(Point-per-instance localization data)
§
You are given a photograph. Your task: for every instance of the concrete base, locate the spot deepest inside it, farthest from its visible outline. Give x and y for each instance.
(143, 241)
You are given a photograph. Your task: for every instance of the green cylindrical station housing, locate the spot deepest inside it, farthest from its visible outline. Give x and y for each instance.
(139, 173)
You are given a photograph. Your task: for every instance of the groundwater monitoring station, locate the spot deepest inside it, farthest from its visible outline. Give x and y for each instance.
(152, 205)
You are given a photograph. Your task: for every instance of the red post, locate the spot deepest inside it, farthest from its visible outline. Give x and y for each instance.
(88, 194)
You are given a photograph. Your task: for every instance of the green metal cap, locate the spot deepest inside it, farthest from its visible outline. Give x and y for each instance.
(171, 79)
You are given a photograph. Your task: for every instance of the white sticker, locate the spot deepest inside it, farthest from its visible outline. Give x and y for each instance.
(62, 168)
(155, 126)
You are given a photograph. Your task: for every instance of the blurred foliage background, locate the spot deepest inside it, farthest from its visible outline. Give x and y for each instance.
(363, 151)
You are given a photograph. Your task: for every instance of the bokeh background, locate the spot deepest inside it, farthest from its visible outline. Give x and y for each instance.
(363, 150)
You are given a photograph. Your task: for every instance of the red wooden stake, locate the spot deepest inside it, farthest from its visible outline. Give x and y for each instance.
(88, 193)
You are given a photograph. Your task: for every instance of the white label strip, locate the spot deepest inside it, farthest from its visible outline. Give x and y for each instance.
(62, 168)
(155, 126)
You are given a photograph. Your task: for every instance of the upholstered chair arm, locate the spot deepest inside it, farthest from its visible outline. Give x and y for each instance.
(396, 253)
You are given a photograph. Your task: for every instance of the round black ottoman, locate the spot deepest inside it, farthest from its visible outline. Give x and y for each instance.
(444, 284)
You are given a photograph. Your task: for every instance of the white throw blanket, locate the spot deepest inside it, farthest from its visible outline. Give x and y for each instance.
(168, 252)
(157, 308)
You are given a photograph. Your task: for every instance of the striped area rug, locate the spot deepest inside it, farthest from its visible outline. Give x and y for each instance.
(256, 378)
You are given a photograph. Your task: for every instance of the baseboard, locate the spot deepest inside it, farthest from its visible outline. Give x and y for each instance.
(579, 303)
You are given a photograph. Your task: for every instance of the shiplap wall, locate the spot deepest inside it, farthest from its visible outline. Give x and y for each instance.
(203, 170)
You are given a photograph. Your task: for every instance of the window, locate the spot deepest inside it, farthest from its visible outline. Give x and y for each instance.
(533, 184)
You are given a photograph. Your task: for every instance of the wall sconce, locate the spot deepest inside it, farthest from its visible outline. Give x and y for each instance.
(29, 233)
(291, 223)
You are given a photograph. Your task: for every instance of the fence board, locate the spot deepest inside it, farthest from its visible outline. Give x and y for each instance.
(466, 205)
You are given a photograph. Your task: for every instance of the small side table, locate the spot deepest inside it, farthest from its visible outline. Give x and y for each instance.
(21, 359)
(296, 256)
§
WHAT THE TASK ASKS: Every record is to be written out verbatim.

REPLY:
You are given a photograph. Your task: for every instance of the concrete base, locate the spot deepest inside it, farthest from its visible outline. Give x and y for each instance.
(143, 241)
You are given a photograph. Your task: for every instance of the green cylindrical station housing, locate the spot deepest inside it, farthest from its visible outline. Give x and y for each instance.
(139, 173)
You are given a photograph. Your task: for every instance of the groundwater monitoring station, locate the spot deepest inside it, farthest from its visible outline. Give x and y for each instance.
(152, 205)
You are given a photograph. Your task: for every instance of the red post, locate the spot deepest inside it, farthest from its visible outline. Give x and y for each instance.
(88, 194)
You are given a photograph. Your task: for every instance of the green metal cap, locate the spot deepest inside it, farthest from its visible outline. Give x and y for each instance.
(171, 79)
You are given a photograph. Your task: for every instance of the white sticker, locate the spot deepest inside it, farthest from its visible outline. Give x and y for each instance.
(62, 168)
(155, 126)
You are given a photograph. Your task: for every instance of the blurred foliage background, locate the spot deepest inside it, farthest from its visible outline. Give x and y for each instance.
(363, 151)
You are given a photograph. Your task: for every instance of the bokeh background, locate the spot deepest inside it, farthest from its visible outline. Give x and y for each instance.
(363, 150)
You are given a photograph. Your task: for every instance of the red wooden stake, locate the spot deepest inside it, farthest from its visible outline. Give x and y for each instance.
(88, 193)
You are given a photograph. Your task: for every instance of the white label strip, locate the spot deepest inside it, farthest from its visible outline. Give x and y for each instance.
(62, 168)
(155, 126)
You are given a photograph. Your task: for every instance of the upholstered chair arm, locate the spot deepest inside it, farthest from its visible outline. Give x and y for each instance.
(396, 253)
You are given a photograph. Your task: for every instance of the round black ottoman, locate the spot deepest inside it, farthest from its visible outline. Give x and y for each instance.
(444, 284)
You are given a photograph. Your task: for every instance of the white throw blanket, locate the spot deepest inside it, farthest from its visible outline. Give x and y for each instance.
(168, 252)
(157, 308)
You are given a photograph. Your task: for every instance of the striped area rug, locate the spot deepest inside it, farthest from its visible outline. Give x and y for each instance.
(256, 378)
You are given a photograph. Your task: for every instance of the baseboard, locate the spot deepest inside it, farthest from its visible outline. Give x and y for each instance.
(579, 303)
You are given a photograph. Your task: for every instance of the shiplap wall, locate the spot deepest inside it, farthest from its visible outline. Give x and y for each instance.
(203, 170)
You are given a photograph. Your task: for every instance of the window, locate the spot deepest inside it, farthest from its visible outline. Give x and y for each instance.
(533, 184)
You are given a photograph. Your task: for every instance of the wall sconce, locate the spot deepest inside it, farthest from its visible outline. Give x and y for each instance.
(29, 233)
(291, 223)
You are given a photograph. Your task: for every instance of the fence board, locate the spot deepest inside it, farthest from its visible outline. Give x and y for each instance.
(466, 205)
You are given a photograph. Your task: for every instance of the small side table, locate the spot deepest inside it, farthest from its visible outline. Give x and y for each instance.
(21, 359)
(296, 256)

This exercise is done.